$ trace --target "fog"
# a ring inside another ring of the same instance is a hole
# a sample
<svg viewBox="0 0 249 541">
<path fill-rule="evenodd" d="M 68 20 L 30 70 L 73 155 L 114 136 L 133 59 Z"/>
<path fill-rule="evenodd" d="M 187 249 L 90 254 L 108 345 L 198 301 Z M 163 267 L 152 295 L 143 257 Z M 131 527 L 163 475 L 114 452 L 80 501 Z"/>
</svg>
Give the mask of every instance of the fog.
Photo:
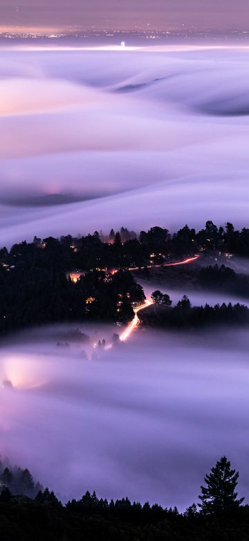
<svg viewBox="0 0 249 541">
<path fill-rule="evenodd" d="M 247 332 L 140 330 L 89 361 L 55 329 L 1 349 L 2 455 L 64 500 L 95 490 L 184 509 L 225 454 L 247 495 Z"/>
<path fill-rule="evenodd" d="M 246 46 L 2 47 L 0 243 L 246 225 L 248 80 Z"/>
<path fill-rule="evenodd" d="M 187 295 L 191 302 L 192 306 L 205 306 L 208 304 L 210 306 L 215 306 L 215 304 L 222 304 L 223 302 L 225 302 L 227 304 L 229 302 L 232 302 L 232 304 L 235 304 L 239 302 L 241 304 L 249 305 L 249 300 L 245 299 L 242 295 L 238 296 L 236 294 L 230 294 L 228 293 L 223 293 L 218 291 L 205 291 L 200 289 L 199 291 L 194 289 L 186 285 L 186 287 L 176 287 L 173 288 L 171 284 L 169 286 L 167 285 L 165 282 L 156 282 L 146 281 L 142 280 L 138 280 L 138 282 L 141 284 L 146 297 L 149 298 L 151 293 L 156 290 L 159 290 L 163 293 L 167 293 L 172 301 L 172 306 L 174 306 L 177 302 L 181 300 L 183 295 Z M 166 282 L 166 281 L 165 281 Z"/>
</svg>

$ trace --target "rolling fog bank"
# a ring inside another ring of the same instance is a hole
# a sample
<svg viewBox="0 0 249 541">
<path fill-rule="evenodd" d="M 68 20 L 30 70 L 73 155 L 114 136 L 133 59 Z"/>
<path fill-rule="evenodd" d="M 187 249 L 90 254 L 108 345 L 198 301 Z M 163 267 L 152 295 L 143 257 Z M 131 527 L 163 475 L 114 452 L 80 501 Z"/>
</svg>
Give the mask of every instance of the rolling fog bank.
<svg viewBox="0 0 249 541">
<path fill-rule="evenodd" d="M 141 329 L 91 361 L 53 340 L 1 349 L 1 455 L 64 500 L 95 490 L 183 509 L 226 454 L 247 493 L 248 333 Z"/>
<path fill-rule="evenodd" d="M 246 46 L 2 47 L 0 245 L 246 225 L 248 75 Z"/>
</svg>

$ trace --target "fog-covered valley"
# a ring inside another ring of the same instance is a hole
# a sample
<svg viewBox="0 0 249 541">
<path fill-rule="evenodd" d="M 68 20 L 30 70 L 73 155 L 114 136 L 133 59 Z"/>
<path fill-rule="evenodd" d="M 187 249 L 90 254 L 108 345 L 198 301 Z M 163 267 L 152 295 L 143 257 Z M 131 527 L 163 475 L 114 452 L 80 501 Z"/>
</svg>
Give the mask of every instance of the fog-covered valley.
<svg viewBox="0 0 249 541">
<path fill-rule="evenodd" d="M 245 225 L 246 47 L 116 49 L 1 49 L 1 243 Z"/>
<path fill-rule="evenodd" d="M 248 347 L 246 332 L 140 329 L 90 361 L 82 343 L 56 345 L 55 327 L 6 342 L 1 453 L 64 499 L 89 489 L 183 509 L 224 454 L 245 492 Z"/>
</svg>

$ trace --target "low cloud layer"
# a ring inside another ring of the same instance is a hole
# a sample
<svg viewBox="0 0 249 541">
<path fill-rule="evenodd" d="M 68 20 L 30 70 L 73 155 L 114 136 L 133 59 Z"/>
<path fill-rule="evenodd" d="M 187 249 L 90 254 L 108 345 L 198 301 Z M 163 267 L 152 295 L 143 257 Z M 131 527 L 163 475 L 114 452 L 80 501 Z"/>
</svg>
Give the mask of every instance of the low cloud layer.
<svg viewBox="0 0 249 541">
<path fill-rule="evenodd" d="M 65 499 L 89 489 L 181 509 L 225 454 L 246 495 L 248 334 L 225 343 L 142 333 L 92 361 L 51 339 L 6 345 L 1 454 Z"/>
<path fill-rule="evenodd" d="M 0 243 L 122 225 L 246 225 L 247 54 L 3 50 Z M 44 196 L 55 194 L 68 204 L 48 209 Z"/>
</svg>

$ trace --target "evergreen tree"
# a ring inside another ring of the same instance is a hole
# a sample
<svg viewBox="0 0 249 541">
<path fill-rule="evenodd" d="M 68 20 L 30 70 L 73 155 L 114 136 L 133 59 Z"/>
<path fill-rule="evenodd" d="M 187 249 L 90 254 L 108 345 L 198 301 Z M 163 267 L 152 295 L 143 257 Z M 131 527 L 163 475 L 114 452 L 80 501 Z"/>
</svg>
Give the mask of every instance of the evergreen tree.
<svg viewBox="0 0 249 541">
<path fill-rule="evenodd" d="M 235 492 L 239 472 L 231 470 L 225 456 L 218 461 L 209 475 L 205 477 L 207 486 L 201 486 L 201 504 L 199 504 L 203 515 L 216 515 L 237 510 L 244 498 L 238 499 Z"/>
</svg>

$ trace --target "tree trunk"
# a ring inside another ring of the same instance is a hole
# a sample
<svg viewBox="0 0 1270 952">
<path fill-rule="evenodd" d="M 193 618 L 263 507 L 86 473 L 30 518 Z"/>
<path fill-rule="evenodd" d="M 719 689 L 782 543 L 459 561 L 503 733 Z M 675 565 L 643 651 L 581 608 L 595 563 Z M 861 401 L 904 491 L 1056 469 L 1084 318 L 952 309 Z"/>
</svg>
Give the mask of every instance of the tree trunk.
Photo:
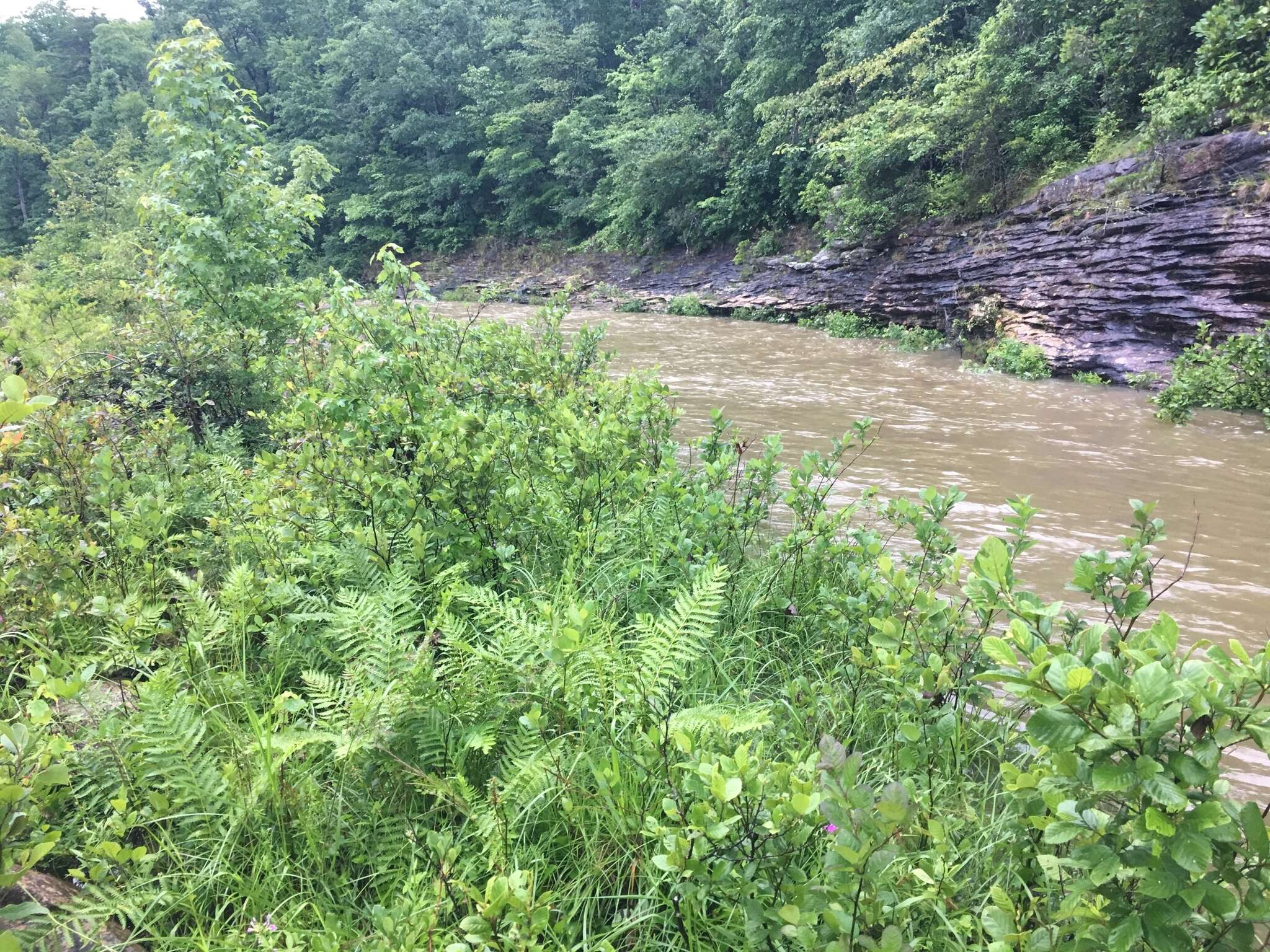
<svg viewBox="0 0 1270 952">
<path fill-rule="evenodd" d="M 22 223 L 25 225 L 30 221 L 30 216 L 27 215 L 27 193 L 22 188 L 22 160 L 14 156 L 13 160 L 13 176 L 18 182 L 18 208 L 22 209 Z"/>
</svg>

━━━━━━━━

Skip the images and write out the rest of the listing exactly.

**Response to the exercise:**
$ trace --target "fog"
# a ring inside another ring of the same instance is a hole
# a sample
<svg viewBox="0 0 249 541">
<path fill-rule="evenodd" d="M 68 20 L 30 70 L 73 155 L 114 136 L 133 59 Z"/>
<path fill-rule="evenodd" d="M 187 249 L 90 254 L 108 345 L 198 301 Z M 163 267 L 152 295 L 143 257 Z M 131 527 L 163 475 L 114 452 L 80 501 Z"/>
</svg>
Give the mask of every instance of the fog.
Photo:
<svg viewBox="0 0 249 541">
<path fill-rule="evenodd" d="M 247 332 L 140 330 L 89 361 L 55 329 L 1 349 L 2 455 L 64 500 L 95 490 L 184 509 L 225 454 L 247 495 Z"/>
<path fill-rule="evenodd" d="M 246 46 L 2 47 L 0 243 L 246 225 L 248 80 Z"/>
<path fill-rule="evenodd" d="M 187 295 L 191 302 L 192 306 L 205 306 L 208 304 L 210 306 L 215 306 L 215 304 L 222 304 L 223 302 L 225 302 L 227 304 L 229 302 L 232 302 L 232 304 L 235 304 L 239 302 L 241 304 L 249 305 L 249 300 L 245 299 L 242 295 L 238 296 L 236 294 L 230 294 L 228 293 L 223 293 L 218 291 L 205 291 L 200 289 L 199 291 L 194 289 L 186 285 L 186 287 L 176 287 L 173 288 L 171 284 L 169 286 L 167 285 L 165 282 L 156 282 L 146 281 L 142 280 L 138 280 L 138 282 L 141 284 L 146 297 L 149 298 L 151 293 L 156 290 L 159 290 L 163 293 L 167 293 L 172 301 L 172 306 L 174 306 L 177 302 L 181 300 L 183 295 Z M 166 282 L 166 281 L 165 281 Z"/>
</svg>

$ trace --target "rolling fog bank"
# a ring inside another ring of the same instance is a hole
# a sample
<svg viewBox="0 0 249 541">
<path fill-rule="evenodd" d="M 68 20 L 30 70 L 73 155 L 114 136 L 133 59 Z"/>
<path fill-rule="evenodd" d="M 187 249 L 90 254 L 108 345 L 198 301 Z M 163 267 L 152 295 L 143 257 Z M 131 527 L 163 475 L 114 452 L 80 501 Z"/>
</svg>
Give the mask of every instance of the rolling fog bank.
<svg viewBox="0 0 249 541">
<path fill-rule="evenodd" d="M 141 329 L 91 361 L 53 340 L 1 349 L 1 455 L 64 500 L 95 490 L 183 509 L 226 454 L 247 493 L 248 333 Z"/>
<path fill-rule="evenodd" d="M 246 46 L 2 47 L 0 245 L 246 225 L 248 75 Z"/>
</svg>

$ trace --target "fog-covered valley"
# a ring inside another ring of the same instance is a hole
# a sample
<svg viewBox="0 0 249 541">
<path fill-rule="evenodd" d="M 68 20 L 30 70 L 73 155 L 114 136 L 133 59 Z"/>
<path fill-rule="evenodd" d="M 187 249 L 90 254 L 108 345 L 198 301 Z M 163 267 L 152 295 L 143 257 Z M 131 527 L 163 475 L 114 452 L 80 501 Z"/>
</svg>
Give the mask of every instance of the fog-covered valley.
<svg viewBox="0 0 249 541">
<path fill-rule="evenodd" d="M 245 225 L 246 47 L 116 49 L 1 49 L 1 243 Z"/>
<path fill-rule="evenodd" d="M 248 347 L 246 332 L 140 329 L 90 361 L 82 343 L 56 345 L 55 327 L 6 342 L 1 453 L 64 499 L 89 489 L 183 509 L 224 454 L 245 492 Z"/>
</svg>

$ trace --target "low cloud layer"
# a ring inside another ring of the same instance is a hole
# a sample
<svg viewBox="0 0 249 541">
<path fill-rule="evenodd" d="M 68 20 L 30 70 L 73 155 L 114 136 L 133 59 Z"/>
<path fill-rule="evenodd" d="M 187 249 L 90 254 L 108 345 L 198 301 Z M 163 267 L 152 295 L 143 257 Z M 131 527 L 163 475 L 114 452 L 80 501 Z"/>
</svg>
Give the mask of every instance of the low cloud layer.
<svg viewBox="0 0 249 541">
<path fill-rule="evenodd" d="M 65 499 L 89 489 L 181 509 L 225 454 L 246 495 L 248 334 L 225 343 L 142 333 L 92 361 L 51 339 L 6 345 L 1 454 Z"/>
<path fill-rule="evenodd" d="M 0 243 L 122 225 L 246 225 L 247 54 L 3 50 Z M 44 196 L 55 194 L 68 204 L 48 209 Z"/>
</svg>

$ trace --target "evergreen tree"
# a ring inside another ring of the same instance is a hole
# a sample
<svg viewBox="0 0 249 541">
<path fill-rule="evenodd" d="M 68 20 L 30 70 L 73 155 L 114 136 L 133 59 Z"/>
<path fill-rule="evenodd" d="M 187 249 L 90 254 L 108 345 L 198 301 Z M 163 267 L 152 295 L 143 257 Z M 131 527 L 163 475 L 114 452 L 80 501 Z"/>
</svg>
Give the mask of every instance of the evergreen tree.
<svg viewBox="0 0 249 541">
<path fill-rule="evenodd" d="M 235 492 L 239 472 L 231 470 L 225 456 L 218 461 L 209 475 L 205 477 L 207 486 L 201 486 L 201 504 L 199 504 L 203 515 L 216 515 L 237 510 L 244 498 L 238 499 Z"/>
</svg>

$ trace --target "tree trunk"
# a ring inside another ring of the same instance is a hole
# a sample
<svg viewBox="0 0 1270 952">
<path fill-rule="evenodd" d="M 193 618 L 263 507 L 86 473 L 30 518 Z"/>
<path fill-rule="evenodd" d="M 719 689 L 782 543 L 459 561 L 503 733 Z M 675 565 L 643 651 L 581 608 L 595 563 Z M 861 401 L 904 491 L 1056 469 L 1084 318 L 952 309 Z"/>
</svg>
Give the mask of every instance of the tree trunk.
Photo:
<svg viewBox="0 0 1270 952">
<path fill-rule="evenodd" d="M 22 223 L 25 225 L 30 221 L 30 216 L 27 215 L 27 193 L 22 188 L 22 160 L 14 156 L 13 160 L 13 176 L 18 182 L 18 208 L 22 209 Z"/>
</svg>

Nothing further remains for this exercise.